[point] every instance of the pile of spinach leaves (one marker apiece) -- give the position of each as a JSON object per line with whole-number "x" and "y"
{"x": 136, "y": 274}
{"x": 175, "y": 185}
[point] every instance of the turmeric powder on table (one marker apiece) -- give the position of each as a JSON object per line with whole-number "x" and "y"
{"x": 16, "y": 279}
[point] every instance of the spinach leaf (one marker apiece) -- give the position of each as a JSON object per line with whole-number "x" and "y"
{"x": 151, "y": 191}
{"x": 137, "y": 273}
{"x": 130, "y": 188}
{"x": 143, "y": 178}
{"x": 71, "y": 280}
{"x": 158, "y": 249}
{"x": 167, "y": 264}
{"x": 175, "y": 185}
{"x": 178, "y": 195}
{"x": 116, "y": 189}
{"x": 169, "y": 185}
————
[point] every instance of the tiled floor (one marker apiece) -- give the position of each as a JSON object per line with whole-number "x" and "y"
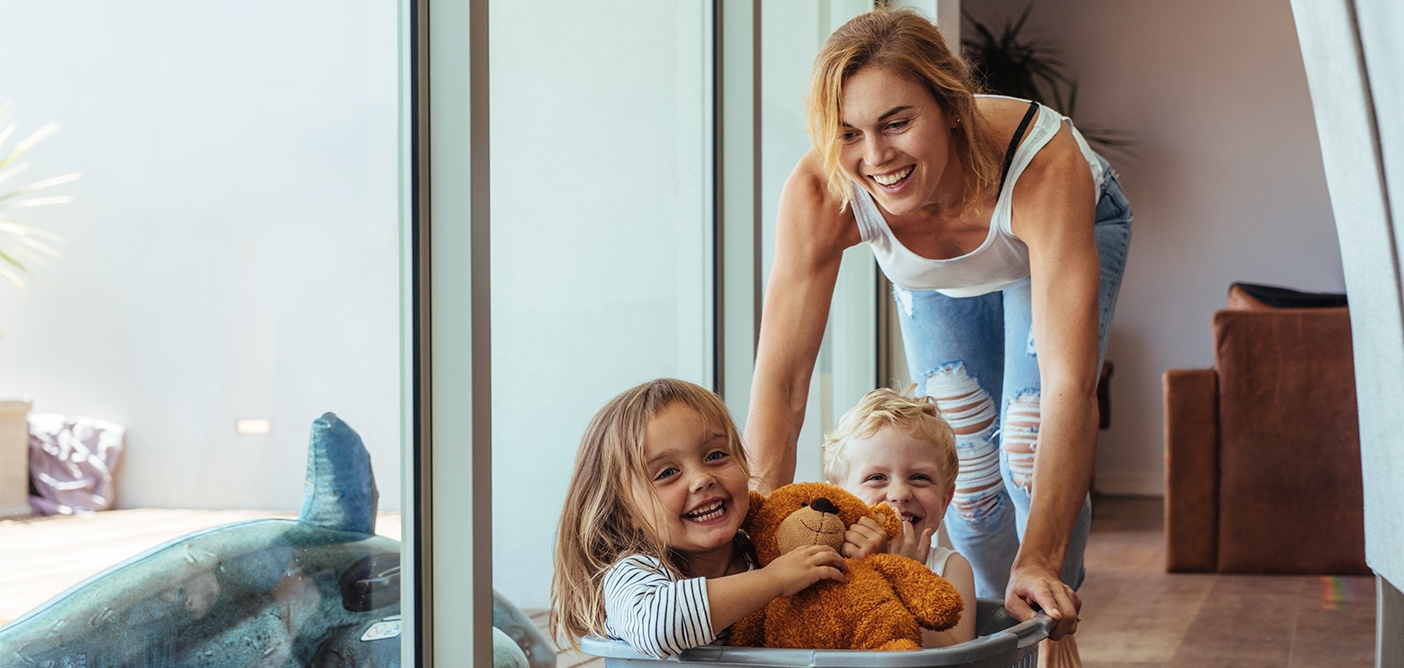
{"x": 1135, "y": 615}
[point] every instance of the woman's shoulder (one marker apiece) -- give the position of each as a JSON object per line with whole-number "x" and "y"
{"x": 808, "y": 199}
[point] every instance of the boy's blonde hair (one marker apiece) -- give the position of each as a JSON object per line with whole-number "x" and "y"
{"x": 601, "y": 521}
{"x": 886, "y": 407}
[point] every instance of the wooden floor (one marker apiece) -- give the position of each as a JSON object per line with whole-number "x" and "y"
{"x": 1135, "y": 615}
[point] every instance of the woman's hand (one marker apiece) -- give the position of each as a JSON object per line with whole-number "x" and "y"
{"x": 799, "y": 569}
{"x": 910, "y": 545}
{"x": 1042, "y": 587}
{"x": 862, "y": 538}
————
• **WORK INSTRUCTIONS**
Extract every line of the material that contains the word "spinach", matching case exactly.

• **WRITTEN RESPONSE**
[point] every instance of the pile of spinach leaves (one marker apiece) -- give the position of each as a JSON object per line with whole-number "x" and "y"
[point] every instance of the spinach leaf (one marker apiece) -- give the position of each as a JSON object per line with whole-number "x" and "y"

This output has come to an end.